Top of RECORDS SHOWN
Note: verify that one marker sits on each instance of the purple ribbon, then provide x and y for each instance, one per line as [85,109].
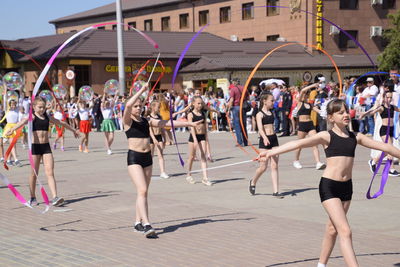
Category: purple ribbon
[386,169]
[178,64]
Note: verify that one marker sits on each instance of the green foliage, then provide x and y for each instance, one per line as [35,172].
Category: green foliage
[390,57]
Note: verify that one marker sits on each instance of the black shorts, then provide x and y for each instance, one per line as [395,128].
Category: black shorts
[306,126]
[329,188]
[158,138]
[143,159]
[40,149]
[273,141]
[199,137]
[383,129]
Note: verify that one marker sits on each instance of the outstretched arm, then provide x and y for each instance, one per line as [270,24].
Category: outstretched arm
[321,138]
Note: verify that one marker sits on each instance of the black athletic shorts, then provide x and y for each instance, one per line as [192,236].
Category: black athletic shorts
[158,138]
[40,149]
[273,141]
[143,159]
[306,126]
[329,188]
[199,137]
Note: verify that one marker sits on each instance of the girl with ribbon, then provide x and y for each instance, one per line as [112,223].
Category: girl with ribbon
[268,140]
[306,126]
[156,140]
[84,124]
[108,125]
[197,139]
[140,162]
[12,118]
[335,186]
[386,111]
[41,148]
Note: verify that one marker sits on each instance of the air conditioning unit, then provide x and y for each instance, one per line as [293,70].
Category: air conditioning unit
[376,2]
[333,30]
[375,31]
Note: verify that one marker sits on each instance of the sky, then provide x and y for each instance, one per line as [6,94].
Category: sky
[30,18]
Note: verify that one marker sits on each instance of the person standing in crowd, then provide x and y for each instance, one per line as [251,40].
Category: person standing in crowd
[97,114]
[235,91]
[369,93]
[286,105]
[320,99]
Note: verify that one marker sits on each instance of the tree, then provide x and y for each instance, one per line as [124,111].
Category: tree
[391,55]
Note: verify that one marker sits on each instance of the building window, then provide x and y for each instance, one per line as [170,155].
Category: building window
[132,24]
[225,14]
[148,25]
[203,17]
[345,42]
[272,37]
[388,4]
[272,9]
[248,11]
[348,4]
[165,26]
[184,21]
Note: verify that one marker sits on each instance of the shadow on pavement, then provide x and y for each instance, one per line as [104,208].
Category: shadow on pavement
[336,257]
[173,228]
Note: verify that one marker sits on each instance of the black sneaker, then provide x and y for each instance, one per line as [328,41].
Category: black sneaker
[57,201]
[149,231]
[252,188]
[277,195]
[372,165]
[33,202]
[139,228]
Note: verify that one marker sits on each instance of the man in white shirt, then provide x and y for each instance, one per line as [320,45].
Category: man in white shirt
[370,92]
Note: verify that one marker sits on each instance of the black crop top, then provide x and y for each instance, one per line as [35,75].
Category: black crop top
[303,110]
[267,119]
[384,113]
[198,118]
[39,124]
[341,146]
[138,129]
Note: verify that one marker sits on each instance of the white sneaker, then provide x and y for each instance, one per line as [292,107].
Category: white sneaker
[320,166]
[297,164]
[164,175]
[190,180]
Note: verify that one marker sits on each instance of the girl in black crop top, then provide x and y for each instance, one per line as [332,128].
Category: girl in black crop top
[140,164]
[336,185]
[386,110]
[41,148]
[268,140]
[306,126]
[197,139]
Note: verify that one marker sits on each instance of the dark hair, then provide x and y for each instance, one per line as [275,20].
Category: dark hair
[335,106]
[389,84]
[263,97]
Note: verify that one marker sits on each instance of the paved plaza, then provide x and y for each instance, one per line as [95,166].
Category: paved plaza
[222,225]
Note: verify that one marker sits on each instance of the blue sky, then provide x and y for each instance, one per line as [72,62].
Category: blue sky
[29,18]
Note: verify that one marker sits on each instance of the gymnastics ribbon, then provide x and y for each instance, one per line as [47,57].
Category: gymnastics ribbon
Bottom of RECORDS SHOWN
- [WORK INSTRUCTIONS] Once you reach the line with "line as [251,40]." in the data above, copy it and every line after it exactly, up to and including the line with "line as [124,111].".

- [TASK RESULT]
Note: verify that one marker sits on each instance of the person standing in crowd, then provide x and y for each instance, one per line as [251,40].
Category: person standing in crowd
[97,114]
[235,91]
[369,93]
[286,105]
[320,99]
Note: verify that one marker sits on each instance of the tree, then provide x and y for each instance, one per line as [124,111].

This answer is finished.